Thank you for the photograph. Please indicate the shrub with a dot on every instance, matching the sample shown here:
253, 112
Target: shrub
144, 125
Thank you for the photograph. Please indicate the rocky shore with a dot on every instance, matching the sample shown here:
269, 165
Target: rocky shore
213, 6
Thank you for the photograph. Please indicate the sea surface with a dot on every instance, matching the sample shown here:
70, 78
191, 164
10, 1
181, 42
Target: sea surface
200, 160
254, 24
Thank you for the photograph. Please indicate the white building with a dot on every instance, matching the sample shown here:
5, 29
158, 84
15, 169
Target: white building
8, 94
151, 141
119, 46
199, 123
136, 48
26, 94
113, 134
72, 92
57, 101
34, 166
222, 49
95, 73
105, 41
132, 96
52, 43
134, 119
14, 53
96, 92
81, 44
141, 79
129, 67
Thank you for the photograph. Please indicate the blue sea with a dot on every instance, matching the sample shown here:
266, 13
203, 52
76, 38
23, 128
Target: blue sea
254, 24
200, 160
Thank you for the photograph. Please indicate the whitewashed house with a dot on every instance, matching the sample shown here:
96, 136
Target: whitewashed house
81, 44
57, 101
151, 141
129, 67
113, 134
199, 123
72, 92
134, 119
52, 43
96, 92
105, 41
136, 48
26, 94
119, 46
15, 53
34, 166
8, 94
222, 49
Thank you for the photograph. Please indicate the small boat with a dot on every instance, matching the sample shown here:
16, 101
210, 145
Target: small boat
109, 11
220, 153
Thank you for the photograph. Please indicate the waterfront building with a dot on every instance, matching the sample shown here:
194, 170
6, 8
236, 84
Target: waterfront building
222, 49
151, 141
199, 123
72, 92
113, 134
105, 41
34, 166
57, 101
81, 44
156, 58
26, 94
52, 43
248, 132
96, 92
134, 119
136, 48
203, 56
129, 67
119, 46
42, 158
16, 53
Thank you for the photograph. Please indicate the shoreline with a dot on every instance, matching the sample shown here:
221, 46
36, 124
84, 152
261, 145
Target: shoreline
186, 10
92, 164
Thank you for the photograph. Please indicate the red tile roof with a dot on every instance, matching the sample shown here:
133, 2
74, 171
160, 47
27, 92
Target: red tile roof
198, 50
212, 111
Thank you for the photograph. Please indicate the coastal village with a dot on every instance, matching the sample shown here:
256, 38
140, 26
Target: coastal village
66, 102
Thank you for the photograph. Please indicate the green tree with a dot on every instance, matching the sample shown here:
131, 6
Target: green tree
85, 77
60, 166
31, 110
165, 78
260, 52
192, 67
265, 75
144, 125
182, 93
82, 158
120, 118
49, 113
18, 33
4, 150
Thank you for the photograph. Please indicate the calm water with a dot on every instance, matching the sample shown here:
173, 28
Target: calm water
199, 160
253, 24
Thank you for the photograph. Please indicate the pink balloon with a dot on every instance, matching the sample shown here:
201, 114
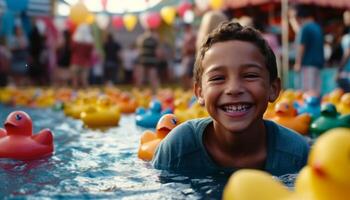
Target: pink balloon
153, 20
183, 7
117, 22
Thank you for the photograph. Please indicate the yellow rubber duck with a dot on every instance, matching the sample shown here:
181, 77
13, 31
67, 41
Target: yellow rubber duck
286, 115
344, 105
333, 97
250, 184
150, 140
325, 177
327, 174
103, 114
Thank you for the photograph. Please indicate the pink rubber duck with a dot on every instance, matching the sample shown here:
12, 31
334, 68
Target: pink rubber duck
18, 142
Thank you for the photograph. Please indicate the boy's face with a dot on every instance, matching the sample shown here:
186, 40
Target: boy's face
235, 86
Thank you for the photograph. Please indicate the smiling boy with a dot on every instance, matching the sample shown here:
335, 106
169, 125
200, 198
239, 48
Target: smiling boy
235, 78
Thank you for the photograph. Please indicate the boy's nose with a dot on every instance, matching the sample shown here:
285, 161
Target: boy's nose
234, 87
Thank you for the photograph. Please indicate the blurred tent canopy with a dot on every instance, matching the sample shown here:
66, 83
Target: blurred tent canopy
331, 3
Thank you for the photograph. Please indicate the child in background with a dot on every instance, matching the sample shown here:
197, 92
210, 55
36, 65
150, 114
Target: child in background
235, 77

=======

Short task> Copy out all of the lines above word for word, leaving the pictures out of your answer.

Result of this task>
Thank you for the photograph. Please indicate the shrub with a dot on every instance, matching the sample shown here:
253, 112
Target: shrub
144, 125
Thank you for the photograph. Please indicate the rocky shore with a dot on every instance, matching the sample shown here:
269, 165
Target: rocky shore
213, 6
Thank you for the photograph. Please indicate the sea surface with a dot on every instance, matching the sample shown here:
70, 78
191, 164
10, 1
181, 42
Target: sea surface
200, 160
254, 24
Thank you for the photograph. Please indicate the white building with a dot on every instance, matching the sample shown here:
5, 29
158, 84
15, 169
Target: white building
8, 94
151, 141
119, 46
199, 123
136, 48
26, 94
113, 134
72, 92
57, 101
34, 166
222, 49
95, 73
105, 41
132, 96
52, 43
134, 119
14, 53
96, 92
81, 44
141, 79
129, 67
Thank you for the photograph. Please indicate the blue sea with a dot on every instance, matching the sample shown here:
266, 13
203, 52
76, 38
23, 128
Target: blue sea
254, 24
200, 160
Thank you for the photograph. Please indicate the whitewashed house with a dot on every instance, matching the sample shown here:
96, 136
Target: whitewashed house
81, 44
57, 101
151, 141
129, 67
113, 134
199, 123
72, 92
134, 119
52, 43
96, 92
105, 41
136, 48
26, 94
119, 46
15, 53
34, 166
8, 94
222, 49
Thank you for the photograph. Please indicate the small boat with a dot on every instance, matching the sample shown here:
16, 101
210, 145
Target: small boat
109, 11
220, 153
Thank you for the photograph. Please indicate the waterfront building with a dot on every instance, matching the sample shown here:
194, 170
6, 8
236, 84
Target: waterfront building
222, 49
151, 141
199, 123
72, 92
113, 134
105, 41
34, 166
57, 101
81, 44
156, 58
26, 94
52, 43
248, 132
96, 92
134, 119
136, 48
203, 56
129, 67
119, 46
42, 158
16, 53
Thank you for the photograph. Please indicate the shoreline with a dot on every instance, matching the sample shown here:
221, 46
36, 124
84, 152
261, 145
Target: shoreline
186, 10
92, 164
Thank you for the photograph. Please indicate the red tile roof with a dot on every instance, matching the sample shown here:
133, 2
74, 171
160, 47
27, 92
Target: red tile roof
198, 50
212, 111
Thank you for the photograph. Please indicate the coastal village with a dot on every instance, matching the sample shown here:
256, 38
140, 26
Target: coastal village
66, 102
Thank you for the photograph. Please indicate the green tree with a dot on every instance, matching the sample shown here:
131, 6
Target: green tree
85, 77
60, 166
31, 110
165, 78
260, 52
192, 67
265, 75
144, 125
182, 93
82, 158
120, 118
49, 113
18, 33
4, 150
Thank you for the photograph. Please indicate the calm water with a dot on every instance, matching the sample shown here:
173, 28
Target: calm water
199, 160
253, 24
Thank you for the photograph. Please indicate the pink balloon with a dot on every instance, matching the sample shown here:
201, 114
Target: pink balloon
153, 20
183, 7
117, 22
Thank you for the photograph. Please indicate the yellow rubber duck with a dot on every instance, matching the sample shown here:
181, 77
13, 31
67, 41
Target: yellow rubber duck
286, 115
344, 105
333, 97
250, 184
150, 140
325, 177
327, 174
103, 114
Thank you for the photograph. Please indicate the pink rubber duck with a dot on every instance, matching the sample shown here:
12, 31
334, 68
Target: pink rubber duck
18, 142
Thank you for the photograph. Please indicate the boy's face with a dot on every instance, matching the sample shown here:
186, 40
Target: boy's face
235, 86
Thank you for the photograph. Please indicate the smiling boy with a dot on every instance, matching the sample shown here:
335, 106
169, 125
200, 198
239, 48
Target: smiling boy
235, 78
Thank you for the photograph. Please indicate the boy's nose with a dot on every instance, matching the sample shown here:
285, 161
Target: boy's nose
234, 87
Thank you for the photograph. Please indicate the blurred tent canopy with a dot on every instance, matching the sample shown here:
66, 83
Target: blurred tent canopy
331, 3
Thank you for the photograph. Please indicate the child in background with a dot on every instance, matching the sample shown here:
197, 92
210, 55
36, 65
150, 114
Target: child in background
235, 77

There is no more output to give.